- Objetivo declarado 1
Responde estas preguntas con los datos del texto sobre el conflicto árabe-israelí:
(a) ¿Cuántos países árabes atacaron al recién declarado estado de Israel?
(b) ¿En qué año hizo Ehud Barak su ofrecimiento de paz?
(c) ¿Qué porcentaje de los territorios en disputa cedía la propuesta de Ehud Olmert?
- Objetivo declarado 2
Indica si cada afirmación concuerda con el texto sobre el conflicto árabe-israelí. Responde sí o no y cita las palabras del texto que lo deciden.
(a) Arafat aceptó el ofrecimiento de Ehud Barak.
(b) Las cartas fundacionales de Fatah y Hamas siguen vigentes.
(c) La propuesta de Ehud Olmert incluía la división de Jerusalén.
- Objetivo declarado 3
Reproduce el fragmento del texto sobre el conflicto árabe-israelí que empieza en las palabras "Como sabemos, los" y termina después de "deje de existir.".

- Bloque de texto
________________________________________

Como sabemos, los seis países árabes atacantes no fueron capaces de cumplir su sueño de erradicar al recién declarado estado de Israel y sufrieron una estrepitosa derrota militar. Pero una cosa quedó clara: no les importaba para nada un estado palestino. Lo que no aceptaban era un estado del pueblo judío. Y tal fue su rechazo que, impenitentemente, volvieron una otra vez a sus andadas, con igual resultado, a comienzos de los 50, en el 67 y en 1973. Humillados militarmente, los países árabes abandonaron su objetivo de barrer con sus tanques, soldados y aviones el pequeño estado de Israel, pero nunca abandonaron el rechazo a su existencia. Dos intifadas, cientos de ataques terroristas y las cartas fundacionales, aún en vigor, de Fatah y Hamas lo atestiguan: lo que quieren es que Israel deje de existir.


Es fácil, como hace nuestro insigne Javier Solana, echar la culpa de la desesperación palestina al actual primer ministro israelí, Benjamín Netanyahu. Pero no por fácil es correcto. En el año 2000 su correligionario ideológico, el socialista Ehud Barak, hizo el mayor ofrecimiento de paz que se podía realizar, pero Arafat lo rechazó porque sabía que sin conflicto él no era nadie; ocho años después, el centrista Ehud Olmert iba todavía más lejos, cediendo el 98% de los territorios en disputa, la división de Jerusalén y pingües compensaciones económicas para los refugiados. Abbas los rechazó. Los israelíes lo han intentado todo, paz por tierra; diálogo; desenganche unilateral…pero siempre han obtenido lo mismo: Terroristas suicidas y miles de cohetes sobre sus cabezas. Porque los líderes palestinos, a la hora de la verdad, siempre han preferido la guerra contra Israel a la paz y, por tanto, a su Estado.

________________________________________

- Material recopilado
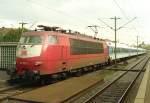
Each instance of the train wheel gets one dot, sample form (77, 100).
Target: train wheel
(78, 73)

________________________________________

- Resultado esperado 1
(a) Seis.
(b) En el año 2000.
(c) El 98%.

- Resultado esperado 2
(a) No: "pero Arafat lo rechazó".
(b) Sí: "las cartas fundacionales, aún en vigor, de Fatah y Hamas".
(c) Sí: "la división de Jerusalén".

- Resultado esperado 3
Como sabemos, los seis países árabes atacantes no fueron capaces de cumplir su sueño de erradicar al recién declarado estado de Israel y sufrieron una estrepitosa derrota militar. Pero una cosa quedó clara: no les importaba para nada un estado palestino. Lo que no aceptaban era un estado del pueblo judío. Y tal fue su rechazo que, impenitentemente, volvieron una otra vez a sus andadas, con igual resultado, a comienzos de los 50, en el 67 y en 1973. Humillados militarmente, los países árabes abandonaron su objetivo de barrer con sus tanques, soldados y aviones el pequeño estado de Israel, pero nunca abandonaron el rechazo a su existencia. Dos intifadas, cientos de ataques terroristas y las cartas fundacionales, aún en vigor, de Fatah y Hamas lo atestiguan: lo que quieren es que Israel deje de existir.